EXERCISE GOAL
Copy out all the items below, swapping each "instances" for "objects" and leaving every other word as it is.

PROVIDED RECORDS
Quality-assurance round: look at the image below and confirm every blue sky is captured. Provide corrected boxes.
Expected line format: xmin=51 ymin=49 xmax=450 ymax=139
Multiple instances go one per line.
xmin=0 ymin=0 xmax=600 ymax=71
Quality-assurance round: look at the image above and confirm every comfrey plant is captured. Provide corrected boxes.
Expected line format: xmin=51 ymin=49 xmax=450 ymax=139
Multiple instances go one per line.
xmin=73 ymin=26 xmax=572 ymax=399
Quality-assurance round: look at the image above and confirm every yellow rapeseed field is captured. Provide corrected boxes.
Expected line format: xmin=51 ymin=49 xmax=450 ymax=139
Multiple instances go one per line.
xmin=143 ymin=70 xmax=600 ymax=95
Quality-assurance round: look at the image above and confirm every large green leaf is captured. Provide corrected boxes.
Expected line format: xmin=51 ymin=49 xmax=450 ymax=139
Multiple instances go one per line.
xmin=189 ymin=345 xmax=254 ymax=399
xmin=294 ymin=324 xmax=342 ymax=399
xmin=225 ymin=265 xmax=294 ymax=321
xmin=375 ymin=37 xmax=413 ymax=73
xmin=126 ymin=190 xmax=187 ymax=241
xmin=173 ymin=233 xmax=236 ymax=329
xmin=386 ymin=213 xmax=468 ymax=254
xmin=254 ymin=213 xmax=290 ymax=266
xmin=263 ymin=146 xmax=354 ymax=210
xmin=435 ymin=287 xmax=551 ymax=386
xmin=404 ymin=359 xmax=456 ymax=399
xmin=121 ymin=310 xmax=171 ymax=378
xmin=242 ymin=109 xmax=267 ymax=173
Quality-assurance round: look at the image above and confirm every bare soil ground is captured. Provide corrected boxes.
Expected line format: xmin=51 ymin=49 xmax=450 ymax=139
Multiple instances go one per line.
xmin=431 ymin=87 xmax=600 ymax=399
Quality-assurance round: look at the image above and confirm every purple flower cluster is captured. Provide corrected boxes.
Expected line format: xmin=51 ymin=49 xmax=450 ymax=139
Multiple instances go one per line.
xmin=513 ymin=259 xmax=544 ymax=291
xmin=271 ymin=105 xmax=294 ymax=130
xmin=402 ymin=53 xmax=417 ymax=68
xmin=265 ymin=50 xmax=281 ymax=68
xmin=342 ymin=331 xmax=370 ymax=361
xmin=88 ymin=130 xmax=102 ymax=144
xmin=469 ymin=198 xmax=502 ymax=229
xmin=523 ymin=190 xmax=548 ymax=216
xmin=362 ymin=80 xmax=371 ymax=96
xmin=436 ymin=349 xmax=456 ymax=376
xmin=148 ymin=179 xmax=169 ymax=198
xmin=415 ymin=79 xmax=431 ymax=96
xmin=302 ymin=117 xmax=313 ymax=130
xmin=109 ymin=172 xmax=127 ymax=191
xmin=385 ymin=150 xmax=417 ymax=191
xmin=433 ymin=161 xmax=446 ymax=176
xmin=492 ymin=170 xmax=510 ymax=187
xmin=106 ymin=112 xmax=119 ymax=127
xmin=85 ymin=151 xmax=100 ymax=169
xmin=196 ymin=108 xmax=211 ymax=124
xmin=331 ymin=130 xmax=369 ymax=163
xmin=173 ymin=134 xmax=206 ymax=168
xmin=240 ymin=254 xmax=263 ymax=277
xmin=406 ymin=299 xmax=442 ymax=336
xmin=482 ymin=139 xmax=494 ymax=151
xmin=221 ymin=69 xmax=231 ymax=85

PROBLEM SOLUTION
Quality-assurance round: look at the image below and confirm every blue sky is captured. Provide corrected boxes.
Expected line format: xmin=51 ymin=49 xmax=450 ymax=139
Multiple objects go one per line.
xmin=0 ymin=0 xmax=600 ymax=71
Quality-assurance round: look at the image above and confirm every comfrey plant is captured. Provide corrected boxes.
Expected line format: xmin=51 ymin=49 xmax=450 ymax=139
Multiple objects go one per line.
xmin=73 ymin=26 xmax=572 ymax=399
Quality-assurance round: look at the image above and confirm every yellow rapeseed field is captured. Provide corrected boxes.
Expected line format: xmin=51 ymin=49 xmax=450 ymax=139
Multiple objects go one per line.
xmin=143 ymin=70 xmax=600 ymax=95
Quality-assurance round: look at the image above and confirm every large green leaf is captured. Provide corrected boxes.
Expected line format: xmin=51 ymin=49 xmax=450 ymax=139
Multiple objects go one per line.
xmin=189 ymin=345 xmax=254 ymax=399
xmin=294 ymin=324 xmax=342 ymax=399
xmin=225 ymin=265 xmax=294 ymax=321
xmin=375 ymin=37 xmax=413 ymax=73
xmin=126 ymin=190 xmax=187 ymax=241
xmin=173 ymin=233 xmax=236 ymax=329
xmin=386 ymin=213 xmax=468 ymax=254
xmin=254 ymin=213 xmax=290 ymax=266
xmin=263 ymin=146 xmax=354 ymax=210
xmin=435 ymin=287 xmax=551 ymax=386
xmin=404 ymin=359 xmax=456 ymax=399
xmin=121 ymin=310 xmax=171 ymax=378
xmin=242 ymin=109 xmax=267 ymax=173
Quality-assurance round: look at the image above and confirm every bare soil ground is captured. Provide corrected boxes.
Expected line format: xmin=51 ymin=49 xmax=450 ymax=139
Multiple objects go one per line.
xmin=431 ymin=87 xmax=600 ymax=399
Quality-assurance round: look at the image above and confirm every purple flower cluster is captured. Provide corrected boxes.
Expected line format: xmin=51 ymin=49 xmax=450 ymax=139
Multiple objects go one per line.
xmin=513 ymin=259 xmax=544 ymax=291
xmin=271 ymin=105 xmax=294 ymax=130
xmin=402 ymin=53 xmax=417 ymax=68
xmin=265 ymin=50 xmax=281 ymax=68
xmin=342 ymin=331 xmax=370 ymax=361
xmin=88 ymin=130 xmax=102 ymax=144
xmin=469 ymin=198 xmax=502 ymax=229
xmin=523 ymin=190 xmax=548 ymax=216
xmin=362 ymin=80 xmax=371 ymax=96
xmin=436 ymin=349 xmax=456 ymax=376
xmin=148 ymin=179 xmax=169 ymax=198
xmin=415 ymin=79 xmax=431 ymax=96
xmin=302 ymin=117 xmax=313 ymax=130
xmin=109 ymin=172 xmax=127 ymax=191
xmin=385 ymin=150 xmax=417 ymax=191
xmin=433 ymin=161 xmax=446 ymax=176
xmin=492 ymin=170 xmax=510 ymax=187
xmin=106 ymin=112 xmax=119 ymax=127
xmin=85 ymin=151 xmax=100 ymax=169
xmin=196 ymin=108 xmax=211 ymax=124
xmin=331 ymin=130 xmax=369 ymax=163
xmin=173 ymin=134 xmax=206 ymax=168
xmin=240 ymin=254 xmax=263 ymax=277
xmin=406 ymin=299 xmax=442 ymax=336
xmin=482 ymin=139 xmax=494 ymax=151
xmin=221 ymin=69 xmax=231 ymax=85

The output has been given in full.